(Instructions)
- A) Rewrite the paragraph of the essay on reading in hard times that begins "I met Kermode once" more briefly, keeping its main facts.
- B) Carry on the essay about reading in hard times from the point where it stops.

(Source document)

▬▬▬▬▬▬▬▬▬▬

Thinking in headlines
What we read at difficult times in our lives – plague, insurrection, divorce, major root canal work, etc. – is always telling. Carlyle, miserable and unwell at Kirkcaldy, read the whole of Gibbon straight through – twelve volumes in twelve days – with a kind of horrified fascination. I recall one friend who, at a time of ineffable tension, calmly read Les Misérables, one thousand pages long, in a single week. (I would have been incapable of reading a tabloid.) Another time, lovelorn in Siena, I stayed in my ghastly hotel room and read The Aunt’s Story right through while the handsome Sienese sunned themselves in the companionable Campo.
We’ve all been interested in what people are reading at this [fill in the space] time. Are we seeking consolation, insight, succour, or comic distraction? Kirsten Tranter, writing from highly covidic California, notes in a review to be published in ABR’s October issue: ‘There is something about lockdown and its strange effects on the mind that makes every text seem like a code for the situation of quarantine.’
After my autumn of existentialism – essential after the jolts of March – I have begun to look elsewhere, though my habit of starting the day with a new poem by Wallace Stevens, in chronological order, continues – a necessary fillip. As I write this, I am up to The Auroras of Autumn, only eight years to go (remarkable ones though). Much though I want 2020 to end, I don’t think I want to reach ‘Not Ideas About the Thing But the Thing Itself’ – the final poem in The Rock. Will it coincide with the Last Lockdown or with confirmation that there will be no vaccine, no relaxation, no midnight unmasking?
Stevens aside, after a volley of books about the egregious Trump – several of which will be reviewed next month – I turned to Frank Kermode’s 1995 memoir, Not Entitled – merely dipped into before, I’m not sure why, for I have read most of Kermode’s other books, in some cases more than once, for the phrasing, the perspicacity, the poise.
I met Kermode once. This was in 1988. He was in Australia for a sojourn at the legendary Humanities Research Centre in Canberra, presided over by his great friend Ian Donaldson. Afterwards he came to Melbourne. I recall the day well. A fire at the Footscray Tyre Works had clouded the city in toxic smoke. The Melbourne General Cemetery looked even more gothic than usual.
That evening, Peter Craven and Michael Heyward hosted a reception for Kermode at Scripsi ’s home, Ormond College. I was working for Oxford University Press at the time – a minnow in marketing. OUP had just published History and Value, a collection of Kermode’s Clarendon Lectures and Northcliffe Lectures. At Ormond, Kermode lectured on Horace, Marvell, and Auden. I met him briefly at the reception afterwards (memorable for its Scripsian prodigality of wine). I had a keen sense of how much he’d read and how much I hadn’t. Kermode was genial, interested, unpompous – a surprise after some of the Oxonians who dropped in at Normanby Road, some of whom fell asleep at meetings, whether from jetlag or boredom. (Kermode, a Manxman, went to Liverpool, not Oxbridge.) He enjoined me to read the London Review of Books, which he had instigated in 1979.

▬▬▬▬▬▬▬▬▬▬

[Recorded data]
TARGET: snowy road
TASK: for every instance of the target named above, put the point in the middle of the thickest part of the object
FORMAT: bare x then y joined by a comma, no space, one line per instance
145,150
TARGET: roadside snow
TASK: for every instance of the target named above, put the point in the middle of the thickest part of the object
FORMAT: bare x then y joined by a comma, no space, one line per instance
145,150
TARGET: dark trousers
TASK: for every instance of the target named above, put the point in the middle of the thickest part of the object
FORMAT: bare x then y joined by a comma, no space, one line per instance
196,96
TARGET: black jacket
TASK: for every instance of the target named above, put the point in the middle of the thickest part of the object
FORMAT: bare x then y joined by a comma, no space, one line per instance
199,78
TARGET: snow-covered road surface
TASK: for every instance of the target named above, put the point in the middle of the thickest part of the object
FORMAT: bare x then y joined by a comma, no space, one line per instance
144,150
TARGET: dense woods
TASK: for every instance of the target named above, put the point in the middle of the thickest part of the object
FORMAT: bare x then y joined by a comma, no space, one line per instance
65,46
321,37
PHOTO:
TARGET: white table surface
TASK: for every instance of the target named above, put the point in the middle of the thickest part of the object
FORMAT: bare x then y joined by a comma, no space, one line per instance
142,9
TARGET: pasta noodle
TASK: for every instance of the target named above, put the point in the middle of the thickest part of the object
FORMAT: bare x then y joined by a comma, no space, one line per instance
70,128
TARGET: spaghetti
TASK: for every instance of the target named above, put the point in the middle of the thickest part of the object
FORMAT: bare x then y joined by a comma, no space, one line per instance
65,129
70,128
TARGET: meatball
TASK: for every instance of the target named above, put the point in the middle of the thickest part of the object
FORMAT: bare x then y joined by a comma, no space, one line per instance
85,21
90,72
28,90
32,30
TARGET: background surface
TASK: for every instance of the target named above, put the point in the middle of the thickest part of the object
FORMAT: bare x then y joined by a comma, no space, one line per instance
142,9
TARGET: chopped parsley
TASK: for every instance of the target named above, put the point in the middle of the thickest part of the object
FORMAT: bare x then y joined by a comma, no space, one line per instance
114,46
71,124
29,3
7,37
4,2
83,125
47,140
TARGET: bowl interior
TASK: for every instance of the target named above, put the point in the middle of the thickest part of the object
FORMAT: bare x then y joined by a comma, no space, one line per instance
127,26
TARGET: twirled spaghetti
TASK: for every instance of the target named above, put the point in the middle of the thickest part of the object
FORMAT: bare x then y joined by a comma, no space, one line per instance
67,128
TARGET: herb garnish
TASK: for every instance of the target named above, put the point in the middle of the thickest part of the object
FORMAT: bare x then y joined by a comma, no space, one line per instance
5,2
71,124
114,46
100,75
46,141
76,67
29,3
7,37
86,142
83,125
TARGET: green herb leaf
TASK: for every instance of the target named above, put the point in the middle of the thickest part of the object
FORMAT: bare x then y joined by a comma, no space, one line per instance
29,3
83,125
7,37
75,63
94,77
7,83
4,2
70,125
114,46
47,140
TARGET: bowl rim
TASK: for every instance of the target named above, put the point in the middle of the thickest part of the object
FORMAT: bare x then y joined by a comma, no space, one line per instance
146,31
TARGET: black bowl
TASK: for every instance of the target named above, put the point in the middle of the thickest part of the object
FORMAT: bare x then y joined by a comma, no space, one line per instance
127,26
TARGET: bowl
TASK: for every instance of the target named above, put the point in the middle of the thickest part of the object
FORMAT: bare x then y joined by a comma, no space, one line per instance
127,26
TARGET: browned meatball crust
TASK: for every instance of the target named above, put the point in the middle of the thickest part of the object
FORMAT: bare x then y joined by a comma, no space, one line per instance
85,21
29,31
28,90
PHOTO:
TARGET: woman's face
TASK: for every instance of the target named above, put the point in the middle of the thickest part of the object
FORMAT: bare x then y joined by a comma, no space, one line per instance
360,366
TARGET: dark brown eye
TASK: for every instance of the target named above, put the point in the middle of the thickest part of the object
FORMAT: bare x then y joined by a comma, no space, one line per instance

▬▬▬▬▬▬▬▬▬▬

(Answers in order)
- A) I met Kermode once, in 1988. He had spent time at Canberra's Humanities Research Centre, headed by his close friend Ian Donaldson, and then came to Melbourne. That day smoke from a fire at the Footscray Tyre Works clouded the city, and the Melbourne General Cemetery looked more gothic than ever.

- B)
Not everyone relished Not Entitled. I remember that Ian Donaldson was troubled by his old colleague’s almost reflexive pessimism and self-disgust – the endless sense of doom running through this short memoir of his childhood on the Isle of Man (forever setting him part), his bizarre experiences in the British Navy during the war, and his subsequent departmental reversals in the academy.
Kermode is always lucid and clear-eyed about life, war included. Here he is towards the end of the riveting chapter on his naval service, the follies of war, his randy colleagues, and all his mad captains. He is conscious of
the petrifaction of sensibility war imposes: an observation that may not be fully intelligible to anybody who did not experience the war, even if it could be claimed that peace as we have subsequently known it has its own petrifying power. In wartime people are actively prevented from thinking except in headlines, many of them lies. Simple personal freedoms are sacrificed, and the mind volunteers for, or is conscripted into, banality.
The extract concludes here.